Give back exactly the lines running from the line with "Please point out the suit trousers" to the end of the entries, and only those lines.

::::::::::

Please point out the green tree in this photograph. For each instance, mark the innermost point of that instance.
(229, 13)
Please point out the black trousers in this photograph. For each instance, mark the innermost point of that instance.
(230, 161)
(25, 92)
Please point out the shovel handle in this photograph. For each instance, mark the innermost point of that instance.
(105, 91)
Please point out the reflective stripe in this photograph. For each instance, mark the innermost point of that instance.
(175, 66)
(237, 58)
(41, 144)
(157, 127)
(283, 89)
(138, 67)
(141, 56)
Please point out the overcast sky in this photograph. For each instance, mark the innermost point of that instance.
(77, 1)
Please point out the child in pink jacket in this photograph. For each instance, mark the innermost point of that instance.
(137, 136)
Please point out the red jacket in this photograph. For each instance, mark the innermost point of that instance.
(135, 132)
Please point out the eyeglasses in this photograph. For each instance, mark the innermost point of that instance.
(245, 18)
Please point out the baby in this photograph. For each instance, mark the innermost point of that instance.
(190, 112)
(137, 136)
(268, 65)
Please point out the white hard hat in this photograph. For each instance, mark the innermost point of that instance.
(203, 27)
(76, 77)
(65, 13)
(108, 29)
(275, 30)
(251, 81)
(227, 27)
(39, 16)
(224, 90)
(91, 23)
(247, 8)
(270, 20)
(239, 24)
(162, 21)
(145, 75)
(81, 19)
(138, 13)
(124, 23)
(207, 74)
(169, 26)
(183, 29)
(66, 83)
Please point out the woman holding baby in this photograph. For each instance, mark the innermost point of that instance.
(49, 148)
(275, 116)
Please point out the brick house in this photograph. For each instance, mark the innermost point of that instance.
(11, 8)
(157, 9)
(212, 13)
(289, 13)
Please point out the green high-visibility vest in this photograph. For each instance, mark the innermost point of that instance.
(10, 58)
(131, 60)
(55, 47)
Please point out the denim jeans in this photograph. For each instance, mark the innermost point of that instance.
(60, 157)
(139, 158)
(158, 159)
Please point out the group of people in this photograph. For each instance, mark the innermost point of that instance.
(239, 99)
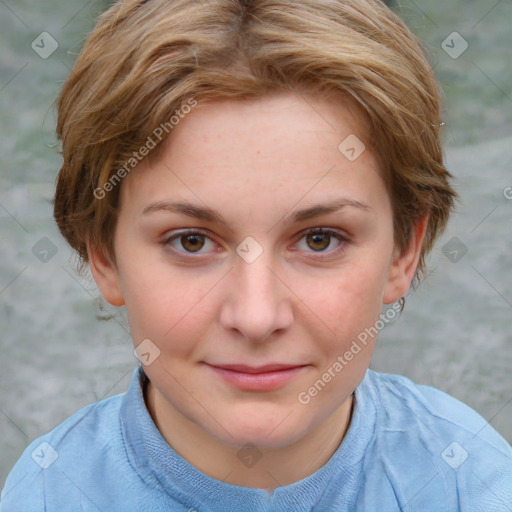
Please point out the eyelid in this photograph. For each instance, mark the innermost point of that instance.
(336, 233)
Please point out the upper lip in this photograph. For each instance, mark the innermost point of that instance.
(243, 368)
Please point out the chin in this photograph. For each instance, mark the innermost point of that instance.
(265, 431)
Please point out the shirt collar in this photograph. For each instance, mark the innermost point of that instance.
(163, 468)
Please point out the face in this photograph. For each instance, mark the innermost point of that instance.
(252, 252)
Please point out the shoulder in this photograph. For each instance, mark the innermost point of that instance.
(404, 402)
(426, 435)
(73, 443)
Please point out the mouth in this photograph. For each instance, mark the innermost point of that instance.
(257, 378)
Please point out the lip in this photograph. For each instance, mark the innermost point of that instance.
(258, 378)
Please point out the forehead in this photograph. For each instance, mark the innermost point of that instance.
(274, 148)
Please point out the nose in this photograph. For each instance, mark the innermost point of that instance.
(257, 303)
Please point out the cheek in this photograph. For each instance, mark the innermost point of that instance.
(167, 309)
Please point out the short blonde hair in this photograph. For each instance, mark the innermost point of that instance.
(146, 59)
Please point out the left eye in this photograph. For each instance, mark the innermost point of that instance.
(191, 241)
(321, 238)
(317, 239)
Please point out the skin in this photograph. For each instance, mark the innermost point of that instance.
(302, 301)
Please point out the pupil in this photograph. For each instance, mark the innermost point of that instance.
(318, 239)
(193, 241)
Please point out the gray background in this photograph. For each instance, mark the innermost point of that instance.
(59, 353)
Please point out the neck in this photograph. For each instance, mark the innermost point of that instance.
(275, 467)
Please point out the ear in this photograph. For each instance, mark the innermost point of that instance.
(404, 264)
(106, 276)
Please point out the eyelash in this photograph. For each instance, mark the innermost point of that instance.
(343, 239)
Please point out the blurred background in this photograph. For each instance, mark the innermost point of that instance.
(62, 347)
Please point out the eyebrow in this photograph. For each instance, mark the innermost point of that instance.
(208, 214)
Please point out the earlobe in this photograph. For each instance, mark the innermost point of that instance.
(403, 268)
(105, 275)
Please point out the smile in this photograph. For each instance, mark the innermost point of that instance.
(263, 378)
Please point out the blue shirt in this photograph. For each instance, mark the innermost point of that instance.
(408, 448)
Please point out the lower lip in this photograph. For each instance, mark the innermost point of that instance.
(266, 381)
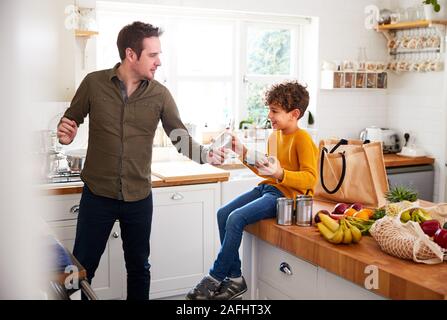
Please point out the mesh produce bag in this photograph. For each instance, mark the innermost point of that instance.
(406, 240)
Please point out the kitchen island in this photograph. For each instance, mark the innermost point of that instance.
(356, 263)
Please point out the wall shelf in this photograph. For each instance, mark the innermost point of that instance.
(356, 80)
(410, 25)
(415, 46)
(85, 33)
(83, 36)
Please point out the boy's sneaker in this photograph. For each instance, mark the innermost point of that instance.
(230, 289)
(205, 290)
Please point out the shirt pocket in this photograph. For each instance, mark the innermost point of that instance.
(145, 117)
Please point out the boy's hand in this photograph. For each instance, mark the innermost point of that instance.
(66, 131)
(216, 156)
(237, 146)
(272, 168)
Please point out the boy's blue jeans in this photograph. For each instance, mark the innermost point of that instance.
(248, 208)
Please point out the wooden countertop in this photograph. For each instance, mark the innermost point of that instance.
(393, 160)
(398, 279)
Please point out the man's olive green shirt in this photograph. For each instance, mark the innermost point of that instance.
(121, 133)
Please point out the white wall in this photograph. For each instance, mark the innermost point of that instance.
(341, 31)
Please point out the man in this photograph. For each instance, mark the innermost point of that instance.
(124, 105)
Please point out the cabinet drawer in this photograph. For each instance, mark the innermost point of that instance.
(266, 292)
(300, 284)
(64, 207)
(173, 196)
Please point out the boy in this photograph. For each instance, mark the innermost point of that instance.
(291, 169)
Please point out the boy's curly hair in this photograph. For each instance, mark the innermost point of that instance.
(288, 95)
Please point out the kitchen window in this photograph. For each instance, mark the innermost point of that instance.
(216, 63)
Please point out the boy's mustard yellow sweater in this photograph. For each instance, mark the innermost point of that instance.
(297, 155)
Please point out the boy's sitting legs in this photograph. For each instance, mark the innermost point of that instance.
(231, 288)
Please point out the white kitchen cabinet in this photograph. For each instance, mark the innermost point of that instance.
(182, 237)
(331, 286)
(297, 279)
(182, 240)
(267, 292)
(107, 282)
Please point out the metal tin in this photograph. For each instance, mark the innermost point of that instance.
(284, 211)
(304, 210)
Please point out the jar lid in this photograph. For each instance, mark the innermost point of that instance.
(284, 200)
(303, 196)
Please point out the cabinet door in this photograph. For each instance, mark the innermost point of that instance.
(181, 238)
(108, 280)
(332, 286)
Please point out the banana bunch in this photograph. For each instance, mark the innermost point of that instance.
(334, 232)
(415, 214)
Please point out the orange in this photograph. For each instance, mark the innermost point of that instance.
(369, 211)
(350, 212)
(362, 214)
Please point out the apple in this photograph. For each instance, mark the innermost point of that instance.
(340, 208)
(441, 238)
(317, 218)
(357, 206)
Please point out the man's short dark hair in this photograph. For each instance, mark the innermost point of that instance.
(288, 95)
(132, 36)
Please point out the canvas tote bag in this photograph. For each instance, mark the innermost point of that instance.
(351, 171)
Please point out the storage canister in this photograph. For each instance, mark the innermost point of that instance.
(284, 211)
(304, 210)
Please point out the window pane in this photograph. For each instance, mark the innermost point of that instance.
(268, 51)
(205, 102)
(204, 49)
(257, 111)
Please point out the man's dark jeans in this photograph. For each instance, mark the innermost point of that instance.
(95, 221)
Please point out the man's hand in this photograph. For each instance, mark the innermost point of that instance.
(216, 156)
(66, 131)
(272, 168)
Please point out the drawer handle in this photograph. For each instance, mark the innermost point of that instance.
(177, 196)
(74, 209)
(285, 268)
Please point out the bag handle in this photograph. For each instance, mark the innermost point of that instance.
(343, 170)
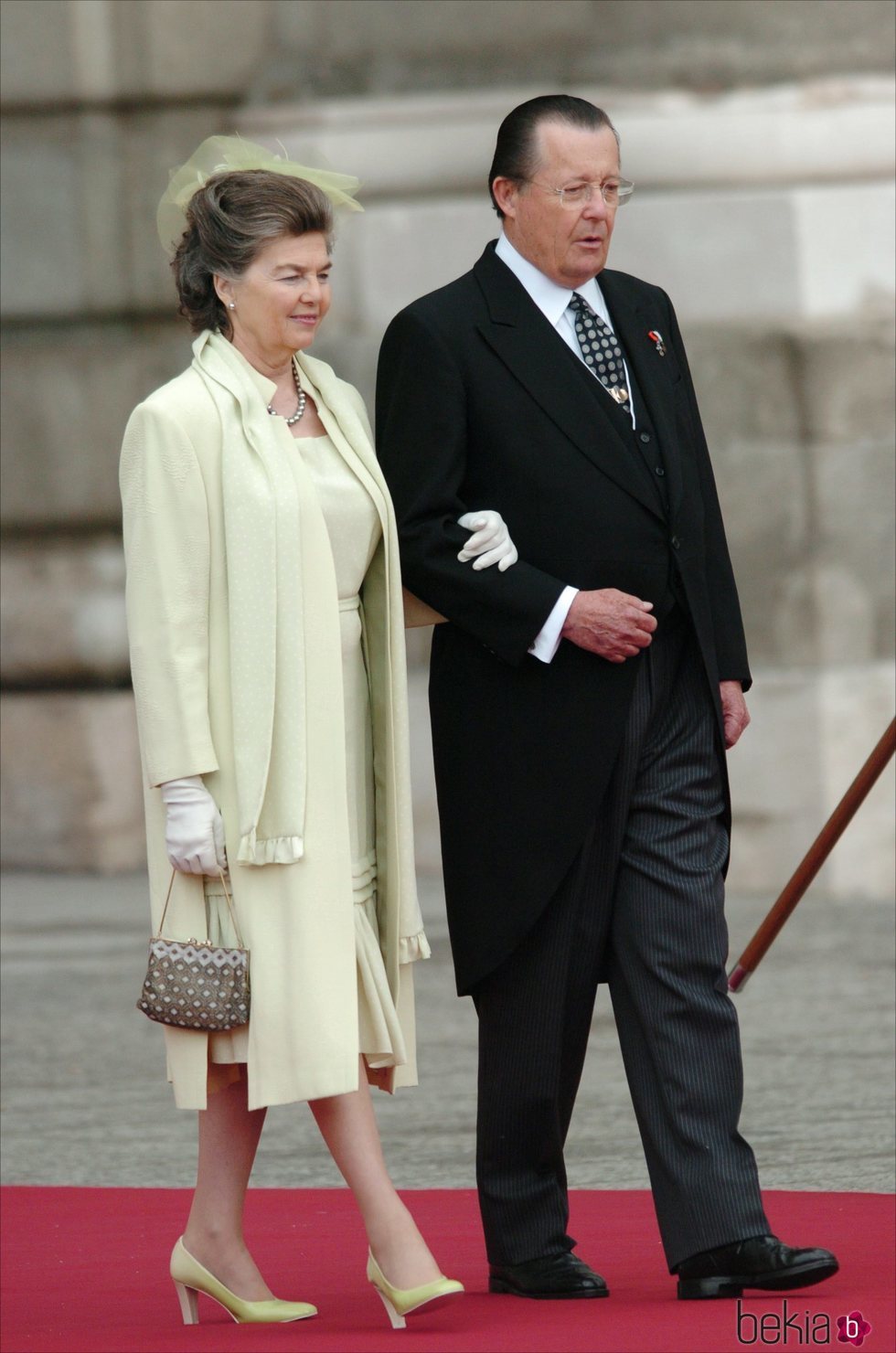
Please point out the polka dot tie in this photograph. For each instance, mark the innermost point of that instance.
(602, 351)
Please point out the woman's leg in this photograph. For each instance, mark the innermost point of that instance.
(348, 1126)
(228, 1141)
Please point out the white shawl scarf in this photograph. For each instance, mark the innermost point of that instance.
(264, 600)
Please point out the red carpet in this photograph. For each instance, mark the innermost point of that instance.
(86, 1272)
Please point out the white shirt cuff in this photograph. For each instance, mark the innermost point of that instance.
(549, 639)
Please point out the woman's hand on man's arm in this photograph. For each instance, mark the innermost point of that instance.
(194, 827)
(490, 540)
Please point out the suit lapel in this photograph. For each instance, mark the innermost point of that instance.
(634, 322)
(536, 355)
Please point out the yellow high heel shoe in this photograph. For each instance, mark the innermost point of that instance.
(400, 1302)
(191, 1277)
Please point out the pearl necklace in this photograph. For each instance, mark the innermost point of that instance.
(299, 410)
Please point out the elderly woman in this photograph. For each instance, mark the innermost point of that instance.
(264, 609)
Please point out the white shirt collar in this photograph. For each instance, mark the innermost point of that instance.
(551, 299)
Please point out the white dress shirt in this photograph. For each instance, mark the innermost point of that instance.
(554, 304)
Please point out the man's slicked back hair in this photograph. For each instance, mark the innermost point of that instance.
(516, 149)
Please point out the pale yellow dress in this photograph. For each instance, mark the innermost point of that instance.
(354, 527)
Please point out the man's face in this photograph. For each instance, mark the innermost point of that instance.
(566, 245)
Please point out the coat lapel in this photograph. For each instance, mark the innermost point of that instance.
(538, 357)
(347, 431)
(634, 321)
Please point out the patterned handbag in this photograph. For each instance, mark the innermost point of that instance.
(194, 984)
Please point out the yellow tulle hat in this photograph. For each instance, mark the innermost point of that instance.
(224, 154)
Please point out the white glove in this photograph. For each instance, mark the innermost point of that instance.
(194, 827)
(492, 541)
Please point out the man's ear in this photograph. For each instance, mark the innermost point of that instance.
(505, 194)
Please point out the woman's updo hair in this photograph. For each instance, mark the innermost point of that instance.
(229, 220)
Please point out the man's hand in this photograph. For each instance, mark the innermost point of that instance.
(734, 710)
(611, 624)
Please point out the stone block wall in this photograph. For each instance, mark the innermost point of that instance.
(763, 208)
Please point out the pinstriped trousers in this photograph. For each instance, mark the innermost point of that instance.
(642, 908)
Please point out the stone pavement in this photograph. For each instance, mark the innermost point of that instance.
(84, 1098)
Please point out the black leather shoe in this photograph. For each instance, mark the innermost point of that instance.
(763, 1262)
(552, 1277)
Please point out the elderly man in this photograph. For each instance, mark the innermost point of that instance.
(581, 705)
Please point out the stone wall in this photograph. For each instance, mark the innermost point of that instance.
(763, 208)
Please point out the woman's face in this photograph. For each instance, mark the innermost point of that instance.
(281, 299)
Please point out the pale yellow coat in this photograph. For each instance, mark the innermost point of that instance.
(302, 1040)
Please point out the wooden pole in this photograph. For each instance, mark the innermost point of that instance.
(812, 861)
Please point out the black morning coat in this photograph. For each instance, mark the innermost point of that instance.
(479, 403)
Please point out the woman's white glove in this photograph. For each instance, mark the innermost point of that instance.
(194, 827)
(490, 543)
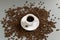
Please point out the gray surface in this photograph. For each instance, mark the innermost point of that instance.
(50, 4)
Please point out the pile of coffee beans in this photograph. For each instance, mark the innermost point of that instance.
(12, 23)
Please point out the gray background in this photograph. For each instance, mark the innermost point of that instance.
(49, 4)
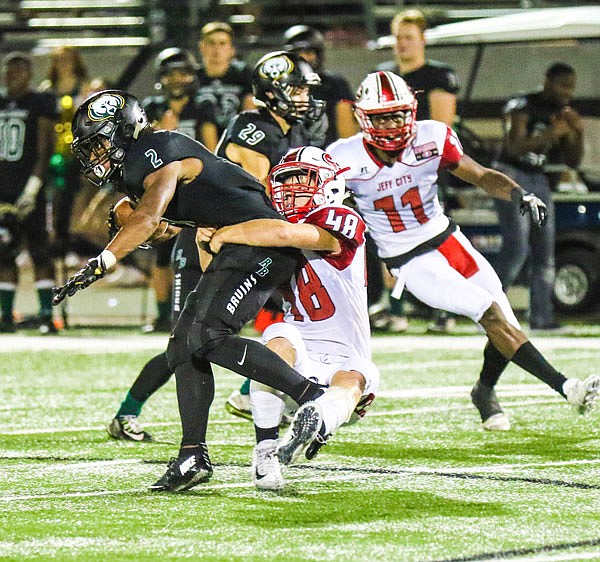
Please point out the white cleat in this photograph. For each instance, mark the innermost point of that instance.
(265, 466)
(582, 394)
(303, 429)
(497, 422)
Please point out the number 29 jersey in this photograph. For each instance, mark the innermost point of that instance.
(400, 203)
(327, 298)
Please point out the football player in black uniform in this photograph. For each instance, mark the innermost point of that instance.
(223, 80)
(172, 177)
(27, 125)
(335, 90)
(276, 126)
(283, 84)
(176, 108)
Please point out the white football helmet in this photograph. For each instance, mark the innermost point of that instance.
(306, 178)
(386, 109)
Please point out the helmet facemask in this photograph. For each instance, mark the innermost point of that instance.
(278, 81)
(306, 178)
(386, 110)
(104, 127)
(95, 151)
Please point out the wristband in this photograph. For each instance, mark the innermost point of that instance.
(107, 258)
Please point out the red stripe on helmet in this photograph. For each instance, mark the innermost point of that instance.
(387, 92)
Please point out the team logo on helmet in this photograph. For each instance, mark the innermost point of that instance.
(276, 67)
(105, 106)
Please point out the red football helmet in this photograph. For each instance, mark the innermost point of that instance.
(306, 178)
(386, 109)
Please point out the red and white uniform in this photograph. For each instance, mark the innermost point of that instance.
(326, 317)
(400, 206)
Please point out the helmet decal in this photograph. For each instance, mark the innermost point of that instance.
(277, 67)
(306, 178)
(105, 107)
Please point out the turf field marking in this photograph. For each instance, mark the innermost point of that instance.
(512, 554)
(318, 478)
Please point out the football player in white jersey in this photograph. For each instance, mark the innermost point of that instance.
(394, 164)
(325, 334)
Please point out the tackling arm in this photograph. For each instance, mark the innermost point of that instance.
(276, 233)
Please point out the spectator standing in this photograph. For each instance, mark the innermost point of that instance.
(335, 90)
(534, 125)
(28, 120)
(175, 107)
(223, 80)
(436, 86)
(67, 77)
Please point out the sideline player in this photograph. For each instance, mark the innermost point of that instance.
(27, 124)
(171, 176)
(394, 164)
(326, 330)
(258, 139)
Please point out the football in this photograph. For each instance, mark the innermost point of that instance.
(123, 210)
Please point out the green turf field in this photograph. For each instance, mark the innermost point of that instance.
(417, 480)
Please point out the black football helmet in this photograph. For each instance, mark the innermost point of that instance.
(173, 59)
(104, 127)
(300, 38)
(274, 80)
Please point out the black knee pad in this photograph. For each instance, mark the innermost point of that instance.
(203, 337)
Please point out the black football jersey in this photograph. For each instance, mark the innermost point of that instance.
(540, 113)
(258, 131)
(222, 194)
(192, 116)
(433, 75)
(333, 89)
(226, 92)
(19, 135)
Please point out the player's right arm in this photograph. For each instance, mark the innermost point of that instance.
(276, 233)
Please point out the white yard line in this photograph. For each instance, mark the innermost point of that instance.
(551, 557)
(400, 344)
(302, 477)
(504, 391)
(208, 487)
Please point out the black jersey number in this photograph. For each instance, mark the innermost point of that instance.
(251, 135)
(155, 159)
(12, 139)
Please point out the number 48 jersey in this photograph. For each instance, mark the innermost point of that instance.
(327, 299)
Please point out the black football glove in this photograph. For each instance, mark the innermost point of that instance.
(94, 270)
(536, 208)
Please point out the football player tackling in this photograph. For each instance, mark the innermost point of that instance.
(325, 334)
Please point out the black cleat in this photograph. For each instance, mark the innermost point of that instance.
(304, 428)
(492, 415)
(127, 428)
(185, 473)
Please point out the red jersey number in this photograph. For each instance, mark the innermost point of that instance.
(312, 294)
(412, 199)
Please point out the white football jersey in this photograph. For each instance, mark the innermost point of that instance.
(327, 298)
(400, 203)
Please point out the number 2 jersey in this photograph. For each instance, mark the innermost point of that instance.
(400, 203)
(327, 298)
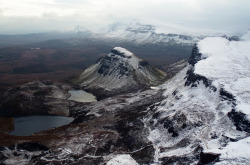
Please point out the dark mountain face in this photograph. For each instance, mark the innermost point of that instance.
(189, 119)
(118, 72)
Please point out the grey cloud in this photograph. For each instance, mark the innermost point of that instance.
(229, 15)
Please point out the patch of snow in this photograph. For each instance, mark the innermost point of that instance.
(227, 64)
(123, 51)
(238, 151)
(123, 159)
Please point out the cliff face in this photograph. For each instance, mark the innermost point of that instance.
(200, 116)
(205, 116)
(118, 72)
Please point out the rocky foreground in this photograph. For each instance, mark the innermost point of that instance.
(199, 116)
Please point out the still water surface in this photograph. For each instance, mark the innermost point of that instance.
(25, 126)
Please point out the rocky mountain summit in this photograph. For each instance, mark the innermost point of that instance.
(199, 116)
(119, 71)
(139, 33)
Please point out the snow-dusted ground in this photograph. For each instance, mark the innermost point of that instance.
(196, 116)
(142, 33)
(120, 69)
(124, 159)
(227, 64)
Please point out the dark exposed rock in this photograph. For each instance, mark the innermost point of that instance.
(196, 56)
(30, 146)
(226, 95)
(118, 72)
(208, 158)
(240, 121)
(182, 160)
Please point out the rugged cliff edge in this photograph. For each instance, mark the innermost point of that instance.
(200, 116)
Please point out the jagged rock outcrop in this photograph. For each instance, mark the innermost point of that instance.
(120, 71)
(200, 116)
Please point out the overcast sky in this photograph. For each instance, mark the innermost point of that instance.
(24, 16)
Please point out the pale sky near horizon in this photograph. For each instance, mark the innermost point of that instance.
(24, 16)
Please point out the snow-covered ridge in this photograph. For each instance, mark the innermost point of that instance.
(227, 64)
(123, 51)
(143, 33)
(206, 107)
(119, 71)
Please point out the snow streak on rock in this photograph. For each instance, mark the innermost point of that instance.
(117, 72)
(206, 107)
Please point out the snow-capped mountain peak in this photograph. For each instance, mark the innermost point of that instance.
(119, 71)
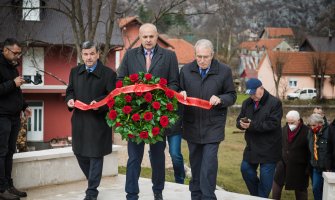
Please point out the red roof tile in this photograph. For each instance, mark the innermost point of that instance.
(301, 62)
(183, 49)
(126, 20)
(278, 32)
(269, 44)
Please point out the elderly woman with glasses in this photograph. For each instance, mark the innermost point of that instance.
(317, 143)
(291, 170)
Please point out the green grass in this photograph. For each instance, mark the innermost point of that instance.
(229, 175)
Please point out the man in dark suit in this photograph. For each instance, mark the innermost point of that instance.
(91, 136)
(208, 79)
(151, 58)
(260, 117)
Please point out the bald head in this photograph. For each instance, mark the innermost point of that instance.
(148, 36)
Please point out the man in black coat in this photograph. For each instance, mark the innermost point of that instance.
(91, 136)
(260, 117)
(12, 105)
(207, 79)
(150, 58)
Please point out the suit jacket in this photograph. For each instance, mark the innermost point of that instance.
(264, 135)
(207, 126)
(91, 136)
(164, 64)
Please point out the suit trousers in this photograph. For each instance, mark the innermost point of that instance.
(92, 168)
(9, 129)
(204, 166)
(135, 156)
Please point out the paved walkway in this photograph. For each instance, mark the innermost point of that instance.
(112, 188)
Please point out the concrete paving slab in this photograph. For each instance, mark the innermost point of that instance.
(112, 188)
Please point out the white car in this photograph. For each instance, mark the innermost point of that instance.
(304, 93)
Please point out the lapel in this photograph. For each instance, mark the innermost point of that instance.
(140, 58)
(158, 53)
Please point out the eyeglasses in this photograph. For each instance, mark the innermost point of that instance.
(202, 57)
(15, 53)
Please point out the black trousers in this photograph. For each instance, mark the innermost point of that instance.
(9, 130)
(92, 168)
(204, 166)
(135, 156)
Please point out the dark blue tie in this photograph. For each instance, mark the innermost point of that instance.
(203, 73)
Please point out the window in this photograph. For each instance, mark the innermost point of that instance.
(31, 10)
(293, 83)
(35, 122)
(33, 60)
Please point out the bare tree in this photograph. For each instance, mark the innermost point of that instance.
(278, 61)
(319, 62)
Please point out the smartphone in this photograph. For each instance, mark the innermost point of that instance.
(245, 120)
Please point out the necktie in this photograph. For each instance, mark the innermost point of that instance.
(148, 60)
(203, 73)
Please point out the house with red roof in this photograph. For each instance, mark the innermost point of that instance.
(297, 71)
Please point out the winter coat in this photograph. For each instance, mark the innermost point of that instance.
(322, 145)
(264, 136)
(91, 136)
(203, 126)
(294, 160)
(11, 98)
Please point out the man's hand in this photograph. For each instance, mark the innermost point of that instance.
(19, 81)
(27, 112)
(94, 102)
(70, 103)
(214, 100)
(184, 94)
(245, 125)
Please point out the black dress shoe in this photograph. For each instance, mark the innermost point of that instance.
(158, 196)
(16, 192)
(8, 196)
(90, 198)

::::::::::

Exercise answer:
Please point out the suit trousers in this photograph. For each instance, mark the innermost point of that instance.
(92, 168)
(9, 129)
(204, 166)
(135, 156)
Please point out the paved walkway in this photograph. For each instance, mark the innermost point of that instance.
(112, 188)
Please point out the concrete paving slab in this photograph. For each instance, mark the innermost point of that instance.
(112, 188)
Please point out the white car in this photograph. For each instance, mark the innermost point of that instance.
(304, 93)
Please point out the lapel in this photograph. For each instance, mark the innermost point of that instance.
(140, 58)
(158, 53)
Please point out the eyeglasses in this photograph. For each instance, mark the innermost point of that instance.
(202, 57)
(15, 53)
Please point out the black trousers in this photograph. For each instance, mark the innermost point of that instance.
(9, 130)
(92, 168)
(204, 166)
(135, 156)
Please point out the dark blue tie in this photograph. For each instance, mark the innermost point of that instance.
(203, 73)
Please point out the window in this photograph. For each instance, mark the innermost point of that instance.
(31, 10)
(293, 83)
(35, 122)
(33, 60)
Please point out the bare tree in this photograph. For each instance, mark the innermost point of that instance.
(278, 61)
(319, 62)
Please point out the smartphone in this photograph. For each instance, mark the innermost point of that instance.
(245, 120)
Please point out the necktie in this photograph. For each instance, mark the innermost point of that instance.
(148, 60)
(203, 73)
Please point out the house with red roof in this photograph. For each instance, mark the innermost point of that instance.
(297, 71)
Please point out the winter coat in this photograph. For each instance, mark the innermost point of that instance.
(322, 145)
(264, 136)
(91, 136)
(203, 126)
(294, 160)
(11, 98)
Please point out the man's hand in this photograph. For each instance, mark the innermost point of that instance.
(19, 81)
(27, 112)
(94, 102)
(70, 103)
(214, 100)
(184, 94)
(245, 125)
Please point out the black dress shoe in this photograph. For each instance, mark the innermost point of that instance.
(158, 196)
(16, 192)
(8, 196)
(90, 198)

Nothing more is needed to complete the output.